**Instructions for the task**: Write out the material below exactly, beginning at the line that contains "woman's right hand." and ending with its last line, both ends included; write nothing else.

**Dataset**:
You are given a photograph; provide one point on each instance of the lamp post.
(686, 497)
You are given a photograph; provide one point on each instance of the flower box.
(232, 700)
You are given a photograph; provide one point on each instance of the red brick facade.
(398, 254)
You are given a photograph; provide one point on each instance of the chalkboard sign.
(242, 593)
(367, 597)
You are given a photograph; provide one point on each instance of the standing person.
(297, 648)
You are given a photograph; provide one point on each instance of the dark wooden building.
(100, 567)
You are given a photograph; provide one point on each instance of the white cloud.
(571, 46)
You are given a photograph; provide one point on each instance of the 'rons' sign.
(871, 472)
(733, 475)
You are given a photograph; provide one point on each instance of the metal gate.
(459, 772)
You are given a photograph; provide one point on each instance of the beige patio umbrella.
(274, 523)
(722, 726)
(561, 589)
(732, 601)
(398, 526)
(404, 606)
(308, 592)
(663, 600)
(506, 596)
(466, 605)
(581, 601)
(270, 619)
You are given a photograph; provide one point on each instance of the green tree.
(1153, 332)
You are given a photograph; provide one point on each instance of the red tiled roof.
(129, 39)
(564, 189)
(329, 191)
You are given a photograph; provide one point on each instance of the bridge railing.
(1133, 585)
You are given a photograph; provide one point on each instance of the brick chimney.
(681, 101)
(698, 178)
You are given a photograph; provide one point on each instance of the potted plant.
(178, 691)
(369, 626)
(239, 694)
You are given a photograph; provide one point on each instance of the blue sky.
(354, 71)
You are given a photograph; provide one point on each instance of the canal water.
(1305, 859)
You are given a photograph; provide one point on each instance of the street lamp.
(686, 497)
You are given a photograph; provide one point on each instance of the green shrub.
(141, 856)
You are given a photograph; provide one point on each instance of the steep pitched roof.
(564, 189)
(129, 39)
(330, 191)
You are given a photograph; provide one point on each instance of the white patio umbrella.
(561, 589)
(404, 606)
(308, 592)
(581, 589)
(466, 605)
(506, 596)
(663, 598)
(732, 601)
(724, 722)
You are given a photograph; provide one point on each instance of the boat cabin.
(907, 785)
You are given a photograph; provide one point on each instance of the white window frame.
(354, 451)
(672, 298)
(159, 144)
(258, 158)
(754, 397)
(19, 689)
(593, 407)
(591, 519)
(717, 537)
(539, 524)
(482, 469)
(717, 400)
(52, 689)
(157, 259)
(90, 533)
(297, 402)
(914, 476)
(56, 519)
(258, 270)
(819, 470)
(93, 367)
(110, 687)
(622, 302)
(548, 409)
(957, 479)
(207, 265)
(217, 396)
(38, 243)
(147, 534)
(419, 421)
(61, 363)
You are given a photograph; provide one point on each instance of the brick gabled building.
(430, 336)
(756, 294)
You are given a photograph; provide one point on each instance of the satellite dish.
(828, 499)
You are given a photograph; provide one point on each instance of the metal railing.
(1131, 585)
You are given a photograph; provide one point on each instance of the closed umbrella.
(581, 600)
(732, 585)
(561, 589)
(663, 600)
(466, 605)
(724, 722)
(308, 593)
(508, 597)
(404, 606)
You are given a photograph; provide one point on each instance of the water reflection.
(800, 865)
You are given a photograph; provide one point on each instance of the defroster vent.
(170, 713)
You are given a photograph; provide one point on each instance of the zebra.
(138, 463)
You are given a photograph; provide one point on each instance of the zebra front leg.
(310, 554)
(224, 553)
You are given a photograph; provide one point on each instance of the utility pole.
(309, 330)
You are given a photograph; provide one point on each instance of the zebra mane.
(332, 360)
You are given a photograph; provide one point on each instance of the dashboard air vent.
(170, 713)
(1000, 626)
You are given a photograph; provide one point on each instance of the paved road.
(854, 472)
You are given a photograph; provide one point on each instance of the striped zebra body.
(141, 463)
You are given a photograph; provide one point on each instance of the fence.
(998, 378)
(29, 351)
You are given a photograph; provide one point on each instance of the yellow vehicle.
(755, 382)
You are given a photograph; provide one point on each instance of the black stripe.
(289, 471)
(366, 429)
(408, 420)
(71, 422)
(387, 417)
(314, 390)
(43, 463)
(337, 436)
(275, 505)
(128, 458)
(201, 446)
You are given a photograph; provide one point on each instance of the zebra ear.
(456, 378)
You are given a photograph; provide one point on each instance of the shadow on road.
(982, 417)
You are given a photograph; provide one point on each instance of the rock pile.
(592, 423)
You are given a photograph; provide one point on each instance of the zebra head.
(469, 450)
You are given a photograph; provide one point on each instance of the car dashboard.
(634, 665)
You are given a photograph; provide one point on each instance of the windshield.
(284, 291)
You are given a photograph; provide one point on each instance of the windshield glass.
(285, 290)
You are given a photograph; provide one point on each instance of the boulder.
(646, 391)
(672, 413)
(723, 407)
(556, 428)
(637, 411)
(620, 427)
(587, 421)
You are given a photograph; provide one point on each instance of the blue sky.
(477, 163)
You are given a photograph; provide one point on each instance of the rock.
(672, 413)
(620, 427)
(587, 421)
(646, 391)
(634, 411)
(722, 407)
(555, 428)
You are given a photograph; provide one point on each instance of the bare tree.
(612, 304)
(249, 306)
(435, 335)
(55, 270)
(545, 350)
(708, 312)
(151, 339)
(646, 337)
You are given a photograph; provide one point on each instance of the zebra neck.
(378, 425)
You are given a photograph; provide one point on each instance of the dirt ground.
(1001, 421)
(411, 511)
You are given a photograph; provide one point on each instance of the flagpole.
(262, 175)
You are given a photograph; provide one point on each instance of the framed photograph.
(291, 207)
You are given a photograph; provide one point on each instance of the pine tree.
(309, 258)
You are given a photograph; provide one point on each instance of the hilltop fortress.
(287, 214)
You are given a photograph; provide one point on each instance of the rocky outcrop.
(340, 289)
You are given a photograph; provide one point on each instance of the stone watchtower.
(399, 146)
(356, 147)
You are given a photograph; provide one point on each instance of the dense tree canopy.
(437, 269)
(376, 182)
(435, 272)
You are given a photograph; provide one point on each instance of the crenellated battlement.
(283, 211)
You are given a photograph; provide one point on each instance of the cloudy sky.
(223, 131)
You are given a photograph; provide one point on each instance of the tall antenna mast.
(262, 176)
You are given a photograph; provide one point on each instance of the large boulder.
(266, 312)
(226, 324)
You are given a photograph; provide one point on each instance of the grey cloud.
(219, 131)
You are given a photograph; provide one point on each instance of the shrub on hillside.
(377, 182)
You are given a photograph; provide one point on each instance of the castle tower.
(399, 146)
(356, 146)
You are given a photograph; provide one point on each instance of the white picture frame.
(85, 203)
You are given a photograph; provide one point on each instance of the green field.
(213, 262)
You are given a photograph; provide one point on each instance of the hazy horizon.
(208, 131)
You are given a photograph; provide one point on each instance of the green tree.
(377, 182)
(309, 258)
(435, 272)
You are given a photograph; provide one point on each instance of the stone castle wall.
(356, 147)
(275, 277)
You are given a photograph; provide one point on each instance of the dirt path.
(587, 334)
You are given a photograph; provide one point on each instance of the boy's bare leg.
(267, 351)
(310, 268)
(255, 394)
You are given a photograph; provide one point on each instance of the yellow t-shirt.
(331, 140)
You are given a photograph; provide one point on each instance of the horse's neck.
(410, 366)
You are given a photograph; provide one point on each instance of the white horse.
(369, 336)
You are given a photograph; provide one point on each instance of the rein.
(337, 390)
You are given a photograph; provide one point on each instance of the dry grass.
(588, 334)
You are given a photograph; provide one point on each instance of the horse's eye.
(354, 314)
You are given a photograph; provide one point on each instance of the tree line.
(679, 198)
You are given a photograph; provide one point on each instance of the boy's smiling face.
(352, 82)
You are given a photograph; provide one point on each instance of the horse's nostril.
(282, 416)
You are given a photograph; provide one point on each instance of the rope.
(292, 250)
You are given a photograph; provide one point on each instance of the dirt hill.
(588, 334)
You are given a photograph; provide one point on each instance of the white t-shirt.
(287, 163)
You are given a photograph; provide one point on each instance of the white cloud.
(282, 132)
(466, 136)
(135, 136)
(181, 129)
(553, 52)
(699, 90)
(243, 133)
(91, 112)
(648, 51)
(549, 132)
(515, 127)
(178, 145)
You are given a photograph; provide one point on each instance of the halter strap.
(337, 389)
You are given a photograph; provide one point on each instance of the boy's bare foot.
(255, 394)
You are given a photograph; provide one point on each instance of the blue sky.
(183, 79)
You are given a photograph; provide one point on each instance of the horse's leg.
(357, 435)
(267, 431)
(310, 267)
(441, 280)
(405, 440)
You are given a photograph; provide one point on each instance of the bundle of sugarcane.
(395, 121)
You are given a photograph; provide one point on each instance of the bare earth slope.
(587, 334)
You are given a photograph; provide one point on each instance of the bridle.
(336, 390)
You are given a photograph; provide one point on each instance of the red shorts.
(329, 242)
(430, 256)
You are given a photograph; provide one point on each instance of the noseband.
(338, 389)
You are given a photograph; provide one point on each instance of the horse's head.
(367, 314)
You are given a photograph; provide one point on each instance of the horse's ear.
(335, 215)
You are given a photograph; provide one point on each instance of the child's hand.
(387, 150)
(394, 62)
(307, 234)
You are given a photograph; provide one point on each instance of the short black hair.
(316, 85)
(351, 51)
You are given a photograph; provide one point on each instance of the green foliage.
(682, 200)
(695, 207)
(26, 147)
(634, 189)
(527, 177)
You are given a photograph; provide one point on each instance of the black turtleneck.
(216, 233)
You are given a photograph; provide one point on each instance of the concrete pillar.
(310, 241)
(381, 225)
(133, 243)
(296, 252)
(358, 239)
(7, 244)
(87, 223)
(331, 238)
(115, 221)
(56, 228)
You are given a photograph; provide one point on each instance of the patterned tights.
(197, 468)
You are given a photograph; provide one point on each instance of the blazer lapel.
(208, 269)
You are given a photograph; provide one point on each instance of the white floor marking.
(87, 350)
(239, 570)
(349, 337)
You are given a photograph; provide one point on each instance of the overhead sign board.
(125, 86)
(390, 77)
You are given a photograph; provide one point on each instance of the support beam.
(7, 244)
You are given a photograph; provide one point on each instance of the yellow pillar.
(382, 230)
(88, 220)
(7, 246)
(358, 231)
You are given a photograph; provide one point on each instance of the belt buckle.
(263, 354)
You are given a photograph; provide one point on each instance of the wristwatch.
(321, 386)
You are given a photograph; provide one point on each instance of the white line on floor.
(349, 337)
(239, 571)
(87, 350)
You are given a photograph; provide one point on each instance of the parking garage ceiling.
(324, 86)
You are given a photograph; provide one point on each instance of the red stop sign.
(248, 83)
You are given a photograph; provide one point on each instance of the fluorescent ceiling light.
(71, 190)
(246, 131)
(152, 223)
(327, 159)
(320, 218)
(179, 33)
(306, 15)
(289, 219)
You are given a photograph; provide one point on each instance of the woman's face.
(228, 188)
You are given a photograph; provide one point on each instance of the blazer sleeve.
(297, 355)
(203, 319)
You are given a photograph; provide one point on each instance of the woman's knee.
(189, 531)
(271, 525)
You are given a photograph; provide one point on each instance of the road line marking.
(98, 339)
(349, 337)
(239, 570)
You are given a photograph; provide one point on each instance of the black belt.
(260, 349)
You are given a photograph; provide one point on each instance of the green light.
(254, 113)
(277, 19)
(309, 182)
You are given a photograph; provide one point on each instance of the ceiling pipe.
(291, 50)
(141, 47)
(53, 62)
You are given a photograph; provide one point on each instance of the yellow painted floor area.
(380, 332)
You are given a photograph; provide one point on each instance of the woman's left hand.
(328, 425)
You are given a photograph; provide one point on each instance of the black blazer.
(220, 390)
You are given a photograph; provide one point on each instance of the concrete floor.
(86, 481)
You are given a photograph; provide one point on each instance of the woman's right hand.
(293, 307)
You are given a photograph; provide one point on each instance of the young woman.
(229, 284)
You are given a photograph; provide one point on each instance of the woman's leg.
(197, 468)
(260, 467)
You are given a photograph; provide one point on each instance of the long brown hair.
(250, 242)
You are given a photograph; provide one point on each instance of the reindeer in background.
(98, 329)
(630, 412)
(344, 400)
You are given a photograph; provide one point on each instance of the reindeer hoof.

**Completed task**:
You are given a photograph; provide one point on each instance of the woman's right hand.
(293, 307)
You are given a photograph; provide one point on each instance of the young woman.
(229, 284)
You are given a photograph; provide one point on each instance of the woman's leg.
(197, 468)
(260, 467)
You are given a photograph; provide one point on each instance of the long brown hair.
(250, 242)
You are given a photograph; provide one point on each instance of the reindeer in background.
(98, 329)
(630, 412)
(344, 400)
You are given a photograph; provide one point on each instance of the reindeer hoof.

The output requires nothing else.